» **EXERCISE AIM**
Each entry should be copied as it stands, leaving the pictures behind.
··· SUPPLIED RECORDS ···
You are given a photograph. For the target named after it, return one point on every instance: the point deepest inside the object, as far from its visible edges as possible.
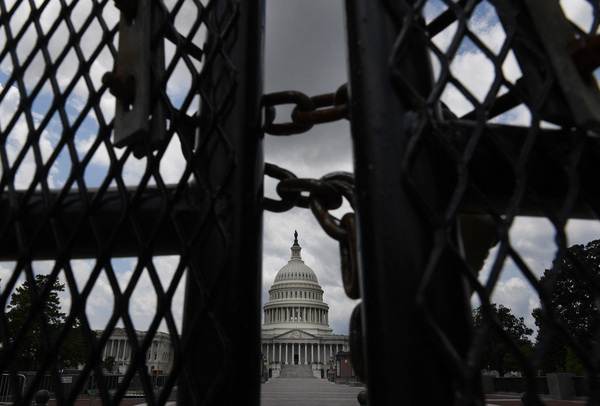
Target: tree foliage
(497, 354)
(573, 287)
(28, 325)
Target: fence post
(221, 322)
(417, 314)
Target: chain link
(307, 112)
(324, 195)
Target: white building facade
(296, 326)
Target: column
(305, 354)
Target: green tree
(497, 354)
(572, 285)
(29, 348)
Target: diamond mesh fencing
(475, 128)
(131, 197)
(123, 191)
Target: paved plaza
(303, 392)
(316, 392)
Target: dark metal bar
(221, 326)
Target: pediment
(295, 335)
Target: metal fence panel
(446, 163)
(175, 169)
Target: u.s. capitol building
(296, 327)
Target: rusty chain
(324, 195)
(307, 112)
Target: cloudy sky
(305, 51)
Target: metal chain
(309, 111)
(324, 195)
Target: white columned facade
(296, 314)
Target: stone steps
(296, 371)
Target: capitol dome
(296, 299)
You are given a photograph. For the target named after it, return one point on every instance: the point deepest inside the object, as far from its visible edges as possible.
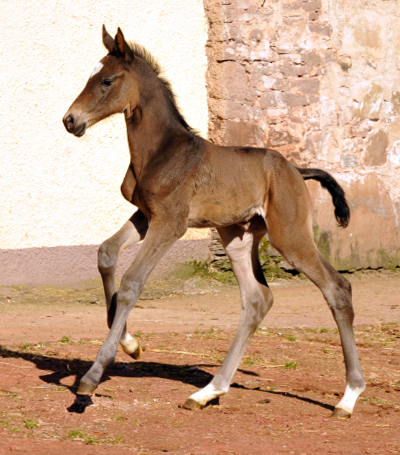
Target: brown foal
(179, 180)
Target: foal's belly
(212, 215)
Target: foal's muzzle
(73, 125)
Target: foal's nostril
(69, 123)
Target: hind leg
(294, 240)
(241, 246)
(131, 232)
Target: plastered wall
(57, 190)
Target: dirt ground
(280, 401)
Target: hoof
(340, 414)
(137, 353)
(85, 389)
(191, 404)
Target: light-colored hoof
(131, 347)
(340, 414)
(137, 353)
(192, 405)
(86, 389)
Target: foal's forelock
(97, 68)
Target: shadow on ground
(189, 374)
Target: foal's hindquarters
(286, 217)
(288, 223)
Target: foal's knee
(106, 257)
(340, 302)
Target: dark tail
(342, 210)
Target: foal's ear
(108, 40)
(122, 47)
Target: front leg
(161, 235)
(131, 232)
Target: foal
(179, 180)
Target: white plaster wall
(56, 189)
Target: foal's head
(112, 88)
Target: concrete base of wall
(72, 265)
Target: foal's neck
(155, 125)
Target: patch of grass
(30, 424)
(94, 440)
(65, 339)
(91, 440)
(76, 434)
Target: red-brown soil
(280, 401)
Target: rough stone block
(244, 133)
(294, 100)
(269, 99)
(307, 86)
(376, 149)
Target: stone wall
(318, 81)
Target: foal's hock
(178, 180)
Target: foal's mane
(143, 53)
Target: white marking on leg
(128, 343)
(349, 399)
(207, 394)
(97, 68)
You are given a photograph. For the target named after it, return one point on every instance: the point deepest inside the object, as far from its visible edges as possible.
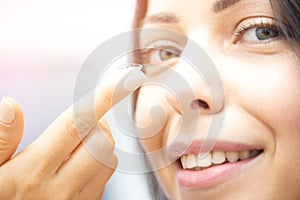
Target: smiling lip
(178, 149)
(215, 174)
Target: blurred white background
(43, 44)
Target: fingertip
(11, 114)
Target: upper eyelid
(164, 43)
(254, 21)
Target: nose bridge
(201, 74)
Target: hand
(57, 165)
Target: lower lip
(211, 176)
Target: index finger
(67, 131)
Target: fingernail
(7, 112)
(134, 79)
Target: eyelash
(251, 23)
(163, 44)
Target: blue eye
(265, 33)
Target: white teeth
(218, 157)
(183, 161)
(191, 161)
(204, 160)
(243, 155)
(254, 153)
(232, 156)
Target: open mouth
(206, 170)
(203, 161)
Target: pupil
(266, 33)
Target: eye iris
(266, 33)
(166, 55)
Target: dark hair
(287, 13)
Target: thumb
(11, 127)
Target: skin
(262, 92)
(58, 165)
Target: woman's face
(257, 153)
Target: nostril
(196, 104)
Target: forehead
(202, 11)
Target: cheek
(151, 113)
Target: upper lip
(178, 149)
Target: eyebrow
(221, 5)
(162, 18)
(218, 6)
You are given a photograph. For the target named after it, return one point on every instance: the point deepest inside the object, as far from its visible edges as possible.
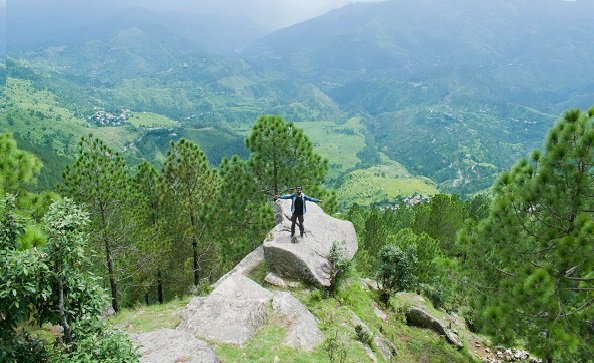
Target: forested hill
(514, 50)
(454, 92)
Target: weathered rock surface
(232, 313)
(306, 260)
(418, 317)
(168, 345)
(302, 325)
(246, 266)
(384, 346)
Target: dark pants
(294, 218)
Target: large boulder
(418, 317)
(232, 313)
(307, 260)
(168, 345)
(302, 325)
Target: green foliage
(17, 167)
(97, 343)
(282, 157)
(54, 286)
(99, 180)
(397, 269)
(335, 349)
(363, 335)
(191, 187)
(12, 227)
(340, 266)
(532, 253)
(242, 216)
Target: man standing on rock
(298, 208)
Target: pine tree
(98, 180)
(192, 186)
(242, 216)
(282, 157)
(153, 246)
(534, 252)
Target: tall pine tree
(282, 156)
(192, 187)
(98, 180)
(535, 250)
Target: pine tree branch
(498, 269)
(588, 303)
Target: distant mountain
(539, 55)
(453, 91)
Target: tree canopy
(534, 251)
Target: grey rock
(168, 345)
(383, 345)
(232, 313)
(246, 266)
(418, 317)
(307, 260)
(272, 279)
(302, 325)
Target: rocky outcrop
(238, 307)
(232, 313)
(168, 345)
(246, 266)
(301, 324)
(307, 260)
(418, 317)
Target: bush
(335, 348)
(397, 269)
(363, 335)
(339, 266)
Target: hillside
(455, 102)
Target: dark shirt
(298, 205)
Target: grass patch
(383, 182)
(338, 143)
(142, 318)
(149, 119)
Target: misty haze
(151, 152)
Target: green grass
(335, 142)
(335, 320)
(385, 181)
(143, 318)
(149, 119)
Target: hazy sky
(269, 13)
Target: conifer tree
(153, 246)
(282, 156)
(98, 180)
(241, 217)
(535, 250)
(192, 186)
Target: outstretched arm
(315, 200)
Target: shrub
(335, 348)
(397, 269)
(363, 335)
(339, 266)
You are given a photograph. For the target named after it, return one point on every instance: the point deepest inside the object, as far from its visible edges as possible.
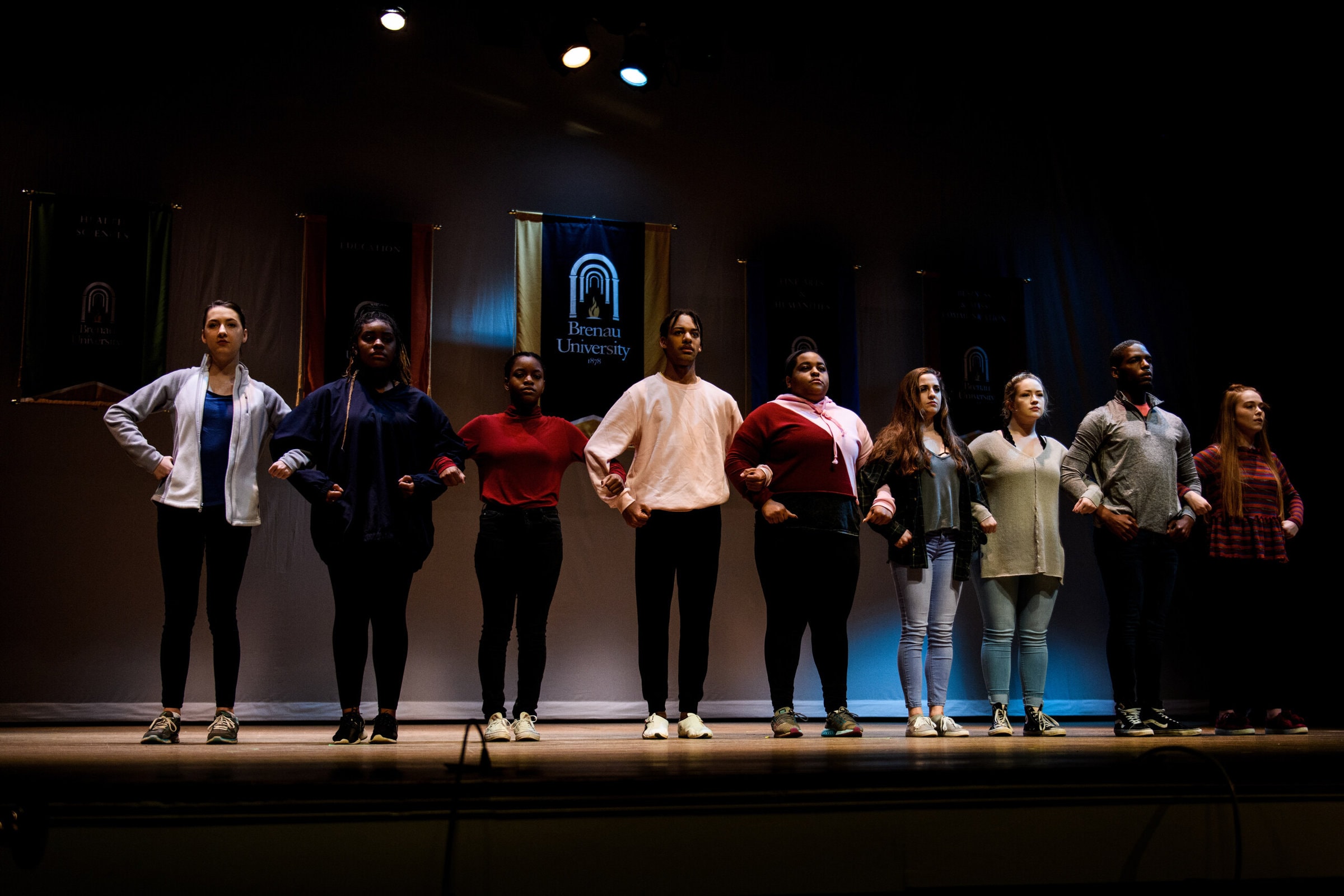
···
» **SOLVED PROBLEM**
You are given a photograph. For the target named after it, return one point on every instance: the point deepest inside the object, as far from its visible edges as possible.
Target: tree foliage
(497, 354)
(573, 287)
(28, 325)
Target: fence post
(221, 322)
(417, 314)
Target: chain link
(307, 112)
(324, 195)
Target: white building facade
(296, 326)
Target: column
(305, 354)
Target: green tree
(497, 354)
(572, 285)
(29, 348)
Target: diamond mesh fencing
(475, 128)
(131, 197)
(123, 191)
Target: paved plaza
(303, 392)
(316, 392)
Target: dark metal bar
(221, 326)
Target: pediment
(295, 335)
Target: metal fence panel
(446, 163)
(175, 169)
Target: u.s. capitol building
(296, 327)
Target: rusty chain
(324, 195)
(307, 112)
Target: cloudy sky
(305, 51)
Target: metal chain
(309, 111)
(324, 195)
Target: white columned facade
(296, 314)
Target: stone steps
(296, 371)
Target: capitol dome
(296, 299)
You are given a photograph. For the target named after it, return one point on every instance: the point deepest inside the object, as far from its visible edges as possible.
Target: brown foal
(179, 180)
Target: foal's belly
(212, 215)
Target: foal's muzzle
(73, 125)
Target: foal's nostril
(69, 123)
Target: hind leg
(294, 240)
(241, 246)
(131, 232)
Target: plastered wall
(57, 190)
Target: dirt ground
(280, 401)
Target: hoof
(340, 414)
(137, 353)
(85, 389)
(191, 404)
Target: light-colored hoof
(131, 347)
(340, 414)
(137, 353)
(192, 405)
(86, 389)
Target: foal's forelock
(97, 68)
Target: shadow on ground
(189, 374)
Target: foal's hindquarters
(286, 217)
(288, 223)
Target: foal's knee
(106, 257)
(340, 302)
Target: dark tail
(342, 210)
Target: foal's ear
(108, 40)
(122, 47)
Target: front leg
(161, 235)
(131, 232)
Target: foal
(179, 180)
Target: white plaster wall
(56, 189)
Target: foal's head
(112, 88)
Target: concrete base of wall
(72, 265)
Target: foal's neck
(155, 125)
Target: patch of grass
(30, 424)
(94, 440)
(65, 339)
(91, 440)
(76, 434)
Target: red-brown soil
(280, 401)
Target: rough stone block
(244, 133)
(294, 100)
(269, 99)
(307, 86)
(376, 149)
Target: stone wall
(318, 81)
Target: foal's hock
(178, 180)
Target: foal's mane
(143, 53)
Target: white marking on leg
(128, 343)
(349, 399)
(207, 394)
(97, 68)
You are given a photograph. For the target named after it, return one point on every instance: the point deepest inside the object, as far from its visible edges as possible.
Target: smiling lip
(178, 149)
(215, 174)
Target: blurred white background
(43, 44)
Target: fingertip
(11, 114)
Target: upper eyelid
(164, 43)
(254, 21)
Target: nose bridge
(201, 74)
Target: hand
(57, 165)
Target: lower lip
(211, 176)
Target: index finger
(67, 131)
Target: fingernail
(7, 112)
(134, 79)
Target: eyelash
(251, 23)
(163, 44)
Target: blue eye
(265, 33)
Target: white teeth
(218, 157)
(183, 161)
(191, 161)
(204, 160)
(243, 155)
(254, 153)
(232, 156)
Target: open mouth
(206, 170)
(203, 161)
Target: pupil
(266, 33)
Target: eye iris
(266, 33)
(166, 55)
Target: dark hair
(287, 13)
Target: thumb
(11, 127)
Target: skin
(262, 92)
(58, 165)
Target: woman's face
(257, 153)
Target: nostril
(196, 104)
Target: forehead
(202, 11)
Target: cheek
(151, 113)
Target: upper lip
(178, 149)
Target: eyebrow
(221, 5)
(162, 18)
(218, 6)
You are given a photograph. For the target named after it, return one point on every instance: the point deepest inside the object, as far from its visible edges as possible.
Target: forested hill
(514, 50)
(454, 92)
Target: weathered rock surface
(232, 313)
(306, 260)
(418, 317)
(168, 345)
(302, 325)
(246, 266)
(384, 346)
Target: dark pants
(294, 218)
Target: large boulder
(418, 317)
(232, 313)
(307, 260)
(168, 345)
(302, 325)
Target: green foliage
(17, 167)
(97, 343)
(282, 157)
(54, 286)
(99, 180)
(397, 269)
(335, 349)
(363, 335)
(191, 187)
(12, 227)
(340, 266)
(532, 253)
(242, 216)
Target: man standing on rock
(298, 208)
Target: pine tree
(98, 180)
(192, 186)
(242, 216)
(282, 157)
(153, 246)
(534, 252)
Target: tall pine tree
(282, 156)
(192, 187)
(98, 180)
(535, 250)
Target: pine tree branch
(498, 269)
(588, 303)
Target: distant mountain
(539, 55)
(453, 91)
Target: tree canopy
(534, 251)
Target: grey rock
(168, 345)
(383, 345)
(232, 313)
(246, 266)
(418, 317)
(307, 260)
(272, 279)
(302, 325)
Target: rocky outcrop
(238, 307)
(232, 313)
(168, 345)
(246, 266)
(301, 324)
(307, 260)
(418, 317)
Target: bush
(335, 348)
(397, 269)
(363, 335)
(339, 266)
Target: hillside
(455, 102)
Target: dark shirt
(298, 205)
Target: grass patch
(383, 182)
(338, 143)
(142, 318)
(149, 119)
Target: misty haze
(151, 152)
Target: green grass
(335, 142)
(335, 320)
(385, 181)
(143, 318)
(149, 119)
Target: hazy sky
(269, 13)
Target: conifer tree
(153, 246)
(282, 156)
(98, 180)
(241, 217)
(535, 250)
(192, 186)
Target: outstretched arm
(315, 200)
Target: shrub
(335, 348)
(397, 269)
(363, 335)
(339, 266)
You are given a photograph. For the target named after it, return one point on every instance: the point deepest inside the object, as far from its visible edges as possible.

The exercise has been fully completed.